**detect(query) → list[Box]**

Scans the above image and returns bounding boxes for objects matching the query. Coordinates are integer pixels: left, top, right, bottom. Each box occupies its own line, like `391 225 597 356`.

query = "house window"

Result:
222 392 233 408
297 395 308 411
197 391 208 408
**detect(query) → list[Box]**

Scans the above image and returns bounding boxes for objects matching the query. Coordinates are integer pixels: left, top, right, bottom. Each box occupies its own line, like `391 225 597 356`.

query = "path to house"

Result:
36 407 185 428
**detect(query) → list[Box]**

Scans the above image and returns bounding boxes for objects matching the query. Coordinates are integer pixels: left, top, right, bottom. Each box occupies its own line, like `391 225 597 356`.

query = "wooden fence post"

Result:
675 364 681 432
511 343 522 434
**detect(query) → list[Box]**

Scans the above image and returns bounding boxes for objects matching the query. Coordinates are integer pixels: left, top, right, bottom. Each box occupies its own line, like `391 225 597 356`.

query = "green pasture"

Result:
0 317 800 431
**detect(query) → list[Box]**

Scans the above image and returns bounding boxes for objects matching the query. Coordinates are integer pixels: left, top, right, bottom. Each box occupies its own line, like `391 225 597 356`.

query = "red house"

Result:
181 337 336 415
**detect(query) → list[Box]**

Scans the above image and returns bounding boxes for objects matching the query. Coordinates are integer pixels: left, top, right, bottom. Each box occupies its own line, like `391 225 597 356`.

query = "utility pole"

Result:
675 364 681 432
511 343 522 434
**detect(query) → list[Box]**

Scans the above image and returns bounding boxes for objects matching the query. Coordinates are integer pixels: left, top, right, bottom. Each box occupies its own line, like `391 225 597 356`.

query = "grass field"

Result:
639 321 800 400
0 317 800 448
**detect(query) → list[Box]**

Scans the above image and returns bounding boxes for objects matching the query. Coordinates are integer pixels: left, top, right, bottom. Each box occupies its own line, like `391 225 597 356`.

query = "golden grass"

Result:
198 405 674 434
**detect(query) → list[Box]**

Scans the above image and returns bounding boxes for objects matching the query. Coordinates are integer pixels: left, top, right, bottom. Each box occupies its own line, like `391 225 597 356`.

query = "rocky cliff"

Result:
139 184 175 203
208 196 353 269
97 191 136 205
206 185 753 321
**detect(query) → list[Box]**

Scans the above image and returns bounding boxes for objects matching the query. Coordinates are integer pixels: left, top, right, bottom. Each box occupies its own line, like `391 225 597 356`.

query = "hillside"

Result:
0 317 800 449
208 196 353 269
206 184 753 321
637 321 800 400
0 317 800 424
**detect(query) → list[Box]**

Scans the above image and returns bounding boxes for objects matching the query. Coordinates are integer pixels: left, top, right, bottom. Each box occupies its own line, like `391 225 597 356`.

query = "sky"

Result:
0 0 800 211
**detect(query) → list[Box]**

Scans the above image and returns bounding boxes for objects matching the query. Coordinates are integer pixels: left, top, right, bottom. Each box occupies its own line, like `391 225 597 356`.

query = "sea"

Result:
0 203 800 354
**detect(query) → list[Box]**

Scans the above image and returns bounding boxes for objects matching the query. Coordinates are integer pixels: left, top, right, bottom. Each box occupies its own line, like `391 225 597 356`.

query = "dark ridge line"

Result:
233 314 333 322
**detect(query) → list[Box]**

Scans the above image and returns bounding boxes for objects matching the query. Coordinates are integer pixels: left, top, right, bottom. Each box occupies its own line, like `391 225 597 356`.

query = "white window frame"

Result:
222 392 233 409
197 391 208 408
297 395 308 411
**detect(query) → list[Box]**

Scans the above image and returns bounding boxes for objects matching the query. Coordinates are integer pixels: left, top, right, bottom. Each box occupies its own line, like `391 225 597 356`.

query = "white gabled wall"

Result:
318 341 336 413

**Task directions**
Please copy the entire listing above, reproducing every line without any change.

**Full solution**
**detect(query) → list[Box]**

Scans the above image and returns bounding boxes for objects matching the query. Coordinates are integer pixels: left, top, right, bottom. Each box occupies its own line, like `391 225 597 356`.

query = "house window"

Result:
222 392 233 408
297 395 308 411
197 391 208 408
**detect(query) → list[Box]**

Scans the above image and returns bounding boxes for objects matching the query. Coordinates are integer pixels: left, top, right, bottom. Each box occupies its own line, like `391 225 597 356`.

query = "path to house"

Result:
36 407 185 428
**detect(query) → list[Box]**

Scans the above image and returns bounding boxes for objects matching the query. Coordinates are integer pixels: left, top, right, bottom. Each box occupies its own line, like `391 225 597 356`.

query = "wooden fence post"

Result:
675 364 681 432
511 343 522 434
**detect(query) → list[Box]**

Scans the above image and returns bounding boxes for objects matching the query. Coordinates are integer pixels: left, top, right, bottom. Each box occupies its own line, like `391 225 597 356`.

query = "green pasture"

Result:
0 317 800 431
**detect(query) → list[Box]**

Scans the above image and returns bounding boxes for objects matching the query. Coordinates are integer pixels: left, top, right, bottom. Each box occupies its own line, like `391 225 597 356`.

query = "red house"

Result:
181 337 336 415
**detect(query) → list[Box]**

Scans the above image and returns bounding boxes for objects matching the query. Coordinates are integer pixels: left, top, right, bottom. Each box occupies its own line, like `391 225 597 356`.

query = "utility pole"

Result:
675 364 681 432
511 343 522 434
**detect(query) → list[Box]**

Scans the above image and returns bounding boxes for objects matching the query. Coordinates are integer pixels: left, top, right, bottom. Each box occupies its own line, like `391 225 597 356`.

query = "grass field"

Result:
639 321 800 400
0 317 800 448
**detect(query) → list[Box]**

Scans the above image and returns bounding boxes for objects matching the query. Coordinates are integer pixels: left, top, right, bottom. Each box occupies its own line, like `391 225 597 356`.

query = "golden grass"

Result:
198 405 674 434
**detect(query) → list[Box]**

Scans the above image and returns bounding boxes for objects matching the query. Coordinates are integer pixels: left, top, right, bottom. Each box occupies its own line, like `391 225 597 356`.

query = "rocky cliff"

Result:
139 184 175 203
208 196 353 269
97 191 136 205
206 185 753 321
**detect(query) → list[Box]**

Scans the above image and returns bounding boxes for objects matching the query. Coordinates are integer pixels: left, top, right, bottom. Each box occupies its own line, like `391 225 597 356`.

query = "hillside"

Result:
0 317 800 449
208 196 353 269
206 184 753 321
637 321 800 400
0 317 800 424
**detect(query) → list[Box]**

Scans the above image and returns bounding boxes for objects matching the query. Coordinates are integer pixels: left, top, right, bottom. Each box occupies its own line, like `391 225 597 356`.

query = "sky"

Result:
0 0 800 211
**detect(query) → list[Box]**

Scans the above image and returns bounding boxes for objects matching the query. Coordinates are integer pixels: left, top, right, bottom. Each box occupies its own line, like `391 225 597 356`.

query = "sea"

Result:
0 203 800 354
**detect(query) → list[Box]**

Scans the above image and returns bounding boxes for objects matching the query. Coordinates are integer pixels: left, top, right, bottom. Each box occupies its own line, like `391 225 597 356`.

query = "dark ridge line"

Result:
233 314 333 322
**detect(query) → list[Box]**

Scans the above image and returns bounding boxes for objects matching the query. Coordinates are integer pixels: left, top, right, bottom. Each box occupies its own line, like `391 225 597 356`.

query = "white window frame"

Result:
222 392 233 409
197 391 208 408
297 395 308 411
**detect(query) → list[Box]**

Scans the above image and returns bounding boxes for objects matching the query. Coordinates are integer pixels: left, top, right, bottom. Each box occupies its own line, like `391 225 597 356`.

query = "white gabled wall"

Result:
318 341 336 413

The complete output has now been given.